======== RECORDS PROVIDED ========

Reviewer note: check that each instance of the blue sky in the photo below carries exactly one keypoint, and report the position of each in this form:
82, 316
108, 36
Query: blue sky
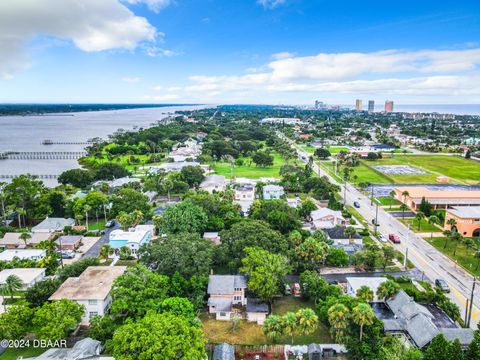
248, 51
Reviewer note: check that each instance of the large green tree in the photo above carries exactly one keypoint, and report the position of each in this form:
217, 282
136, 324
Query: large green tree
159, 337
265, 271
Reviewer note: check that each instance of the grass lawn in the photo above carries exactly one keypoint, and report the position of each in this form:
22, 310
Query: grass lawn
250, 170
14, 353
465, 257
387, 201
424, 225
249, 333
459, 169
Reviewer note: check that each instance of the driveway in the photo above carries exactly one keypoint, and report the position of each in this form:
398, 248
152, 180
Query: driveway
94, 250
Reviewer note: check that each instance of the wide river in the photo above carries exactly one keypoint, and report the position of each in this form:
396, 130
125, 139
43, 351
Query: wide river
26, 133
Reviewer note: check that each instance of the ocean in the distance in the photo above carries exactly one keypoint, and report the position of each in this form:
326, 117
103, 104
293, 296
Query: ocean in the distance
26, 133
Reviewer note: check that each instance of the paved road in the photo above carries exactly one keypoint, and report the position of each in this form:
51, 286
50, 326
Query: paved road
94, 251
423, 255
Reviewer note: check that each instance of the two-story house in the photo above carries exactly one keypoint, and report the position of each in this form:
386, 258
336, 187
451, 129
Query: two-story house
224, 292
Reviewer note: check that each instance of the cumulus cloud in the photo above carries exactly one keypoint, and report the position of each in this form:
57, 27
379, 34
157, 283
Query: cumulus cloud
154, 5
392, 72
131, 80
270, 4
91, 25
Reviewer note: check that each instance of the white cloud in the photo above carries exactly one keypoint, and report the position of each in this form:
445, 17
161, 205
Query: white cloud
154, 5
131, 80
270, 4
283, 55
91, 25
445, 73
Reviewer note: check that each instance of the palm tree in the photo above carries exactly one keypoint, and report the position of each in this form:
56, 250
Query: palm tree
403, 208
307, 321
290, 325
12, 285
273, 327
419, 217
365, 293
338, 316
387, 290
448, 235
362, 315
350, 232
392, 196
105, 251
433, 220
25, 236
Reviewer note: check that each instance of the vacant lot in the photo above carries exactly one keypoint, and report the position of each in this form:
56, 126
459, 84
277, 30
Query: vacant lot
249, 169
464, 256
249, 333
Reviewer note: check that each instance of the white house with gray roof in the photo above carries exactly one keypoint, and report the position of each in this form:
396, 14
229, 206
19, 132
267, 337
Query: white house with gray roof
224, 292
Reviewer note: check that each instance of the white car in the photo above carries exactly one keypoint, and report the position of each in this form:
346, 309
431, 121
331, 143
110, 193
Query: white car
383, 238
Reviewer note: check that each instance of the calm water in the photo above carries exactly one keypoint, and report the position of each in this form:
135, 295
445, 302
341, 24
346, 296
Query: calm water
26, 133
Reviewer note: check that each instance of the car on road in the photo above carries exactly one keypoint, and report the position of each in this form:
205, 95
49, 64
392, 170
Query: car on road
442, 285
383, 238
394, 238
110, 224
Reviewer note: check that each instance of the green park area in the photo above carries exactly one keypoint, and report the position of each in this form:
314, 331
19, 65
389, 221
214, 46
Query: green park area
249, 170
249, 333
465, 256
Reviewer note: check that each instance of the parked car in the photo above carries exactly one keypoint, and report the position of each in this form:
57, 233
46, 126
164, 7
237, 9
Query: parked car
394, 238
296, 289
110, 224
383, 238
442, 284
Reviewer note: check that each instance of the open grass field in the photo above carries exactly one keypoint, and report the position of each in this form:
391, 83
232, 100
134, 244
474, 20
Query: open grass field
424, 225
464, 256
249, 333
249, 169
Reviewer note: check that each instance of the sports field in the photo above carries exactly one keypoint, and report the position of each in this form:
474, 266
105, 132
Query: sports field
459, 170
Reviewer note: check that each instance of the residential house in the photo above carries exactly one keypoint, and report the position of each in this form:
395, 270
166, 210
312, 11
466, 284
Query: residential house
13, 240
341, 241
82, 350
224, 292
273, 192
224, 351
326, 218
213, 237
133, 238
355, 283
23, 254
28, 276
69, 242
467, 218
213, 183
91, 289
50, 225
403, 315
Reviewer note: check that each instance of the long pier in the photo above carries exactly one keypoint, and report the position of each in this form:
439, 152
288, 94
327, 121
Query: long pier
42, 155
36, 176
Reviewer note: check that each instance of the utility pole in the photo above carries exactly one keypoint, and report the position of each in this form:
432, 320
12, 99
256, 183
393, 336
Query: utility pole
405, 265
471, 302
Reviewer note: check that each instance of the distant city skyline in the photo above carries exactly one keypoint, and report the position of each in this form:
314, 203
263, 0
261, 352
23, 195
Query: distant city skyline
258, 52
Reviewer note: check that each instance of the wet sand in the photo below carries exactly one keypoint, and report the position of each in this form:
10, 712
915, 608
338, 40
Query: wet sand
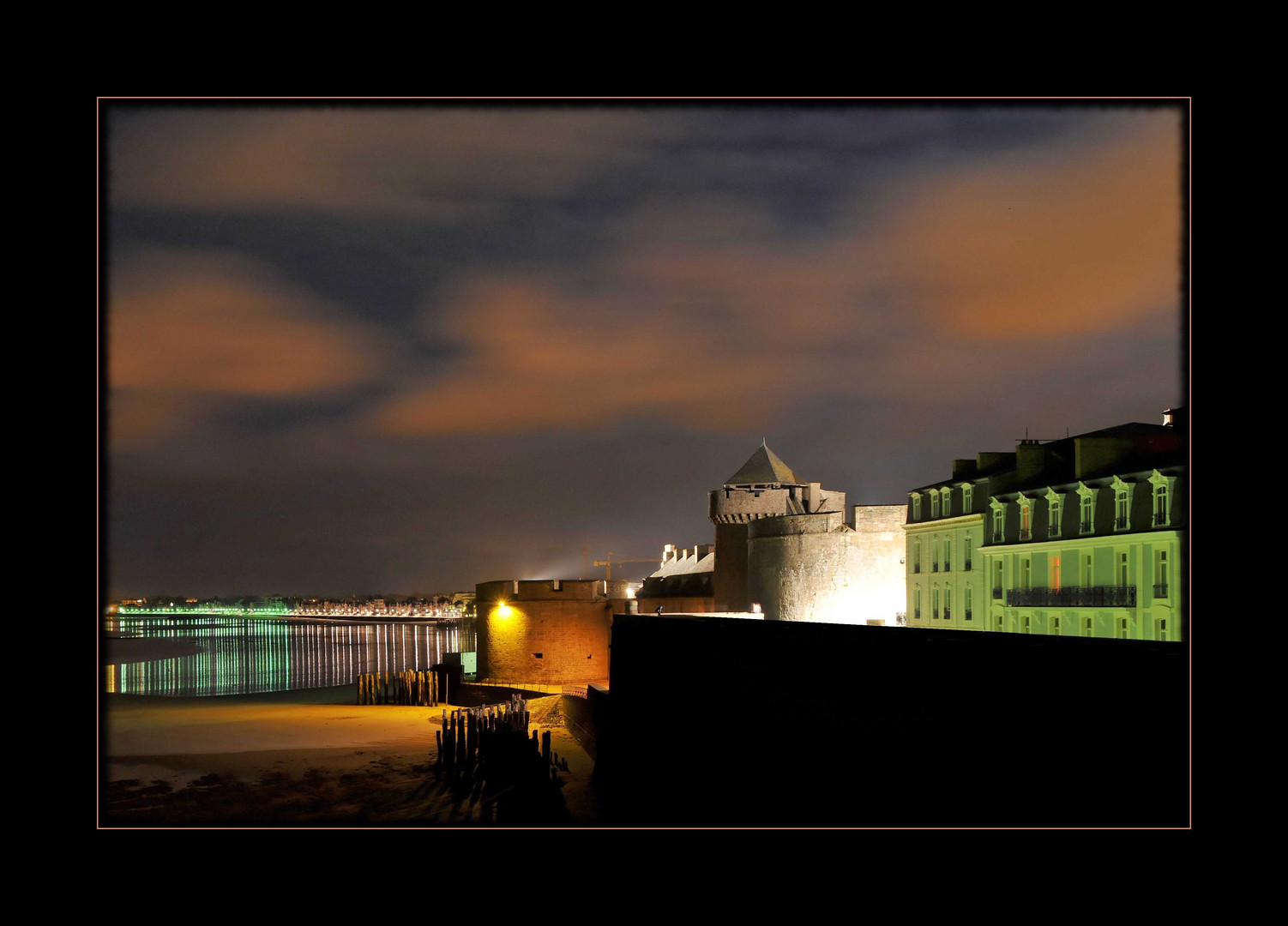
299, 757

========

JOB
Leave out the pictures and print every line of the data exactly.

COMPLETED TASK
Reviewer note: check that each instance of the blue sky in the photo below carries exactly one keypoint, and report the position of each in this form:
82, 316
108, 36
Query: blue sky
248, 51
Reviewer note: check that each instance of the large green tree in the photo above carries exactly one keypoint, and report the position of each in this form:
217, 282
136, 324
Query: large green tree
159, 337
265, 271
Reviewer note: check that each instance of the grass lawn in the photo above carries exactly one keypoint, and report the position of each in this form:
22, 310
Query: grass lawn
250, 170
14, 353
465, 257
387, 201
424, 225
249, 333
459, 169
Reviewer note: check that each instance of the driveway in the photo above carries exactly one keypoint, and report the position of each in this form:
398, 248
152, 180
Query: driveway
94, 250
Reviewer note: check that each instance of the wide river in the photo above carries exactly one keypoint, and report the position of each in this form:
396, 130
125, 139
43, 351
Query: wide river
26, 133
Reviewer note: check that each instance of the ocean in the distance in the photo above carries exactly one keypoint, and report the position of each in this form:
326, 117
103, 104
293, 296
Query: ocean in the distance
26, 133
Reviewer note: check that each instance of the paved road in the photo above carries exactly one keypoint, and report the position of each in this form:
51, 286
50, 326
Query: paved road
94, 251
423, 255
Reviewer note: check that each instance of the two-story house in the photo above carries exactly one keypoint, and report the position of each in this form:
386, 258
336, 187
451, 129
Query: two-story house
224, 292
Reviewer note: check that each instance of the cumulus cloud in the photo above carries exactly one keypoint, and report the position of each in this form:
57, 27
379, 34
157, 283
Query: cumulus cloud
154, 5
392, 72
131, 80
270, 4
91, 25
Reviewer note: check that each instance of the white cloud in the photo above carries exactly one keypoint, and report the position of each in this form:
445, 17
161, 205
Query: white cloud
154, 5
131, 80
270, 4
283, 55
91, 25
445, 73
Reviewer note: check that each instance of the palm tree in the photo above carries exactly one keypoint, and report the position of each in this form:
56, 250
Query: palm tree
403, 208
307, 321
290, 325
12, 285
273, 327
419, 217
365, 293
338, 316
387, 290
448, 235
362, 315
350, 232
392, 196
105, 251
433, 220
25, 236
Reviewer note: check that each instance of the vacant lot in the photo above carries exactly one keypoint, and report the position of each in this form:
56, 126
459, 84
277, 30
Query: vacant lot
249, 169
464, 256
249, 333
Reviewer note: check that each instance of the white house with gray roof in the photo above carries exactly one keypoint, and report the position of each in this form:
396, 14
229, 206
19, 132
267, 337
Query: white house with gray roof
224, 292
Reviewer note: check that each instance of the white car in the photo above carries exactly one keypoint, and report the position of each in this form:
346, 309
431, 121
331, 143
110, 193
Query: white car
383, 238
Reviewer note: check that each instance of the calm water in the photo above carries exactly one keypoint, and report the position of each in this form:
135, 295
445, 302
341, 24
346, 296
Query: calm water
26, 133
Reviewer note: check that each instance of the car on road in the photo above carries exactly one keypoint, and report the position of each in this form:
205, 95
49, 64
392, 170
Query: car on road
442, 285
383, 238
394, 238
110, 224
Reviewer note: check that each instance of the green park area in the photo above carries exactly one keypoint, and report the position of each in this form:
314, 331
19, 65
389, 221
214, 46
Query: green park area
249, 170
249, 333
465, 256
Reviewer note: check that each instance of the parked car in the photo above carries exactly one keypoint, and report the position of each in this form:
57, 233
46, 126
164, 7
237, 9
Query: parked car
394, 238
296, 289
110, 224
383, 238
442, 284
Reviewer note: check that each instance of the open grass field in the photo above carries exactly one keypoint, and report the position of each in this form:
391, 83
232, 100
134, 244
474, 20
Query: open grass field
424, 225
464, 256
249, 333
249, 169
Reviewer note: check that each instance of the sports field in the photo above carries exactly one keypoint, and report the position of each in this form:
474, 266
105, 132
Query: sports field
459, 170
Reviewer note: check that each instance of the residential house in the photo above carries exactly one keypoint, and report the position of each in this form:
395, 270
166, 210
312, 11
466, 284
Query: residential house
13, 240
341, 241
82, 350
224, 292
273, 192
224, 351
326, 218
213, 237
133, 238
355, 283
23, 254
28, 276
69, 242
467, 218
213, 183
91, 289
50, 225
403, 315
Reviewer note: check that each instance of the long pier in the photo above carries exactly one keypoint, and report the position of each in this form:
439, 152
288, 94
327, 121
Query: long pier
42, 155
36, 176
Reviewer note: check that each instance of the utility pole in the photo above carries exactly one keypoint, and report the position of each in this form:
432, 320
12, 99
256, 183
393, 336
Query: utility pole
405, 265
471, 302
Reviewer note: check that each instance of the distant city skyline in the photo above carries exactly one keypoint, and report the position of each in this form:
314, 203
263, 0
261, 352
23, 195
Query: distant city skyline
258, 52
Reviewer note: check that each instance of the wet sand in the photo below carries exactly one keypoint, and report the position of each in this form:
10, 712
915, 608
338, 40
Query: wet sand
299, 757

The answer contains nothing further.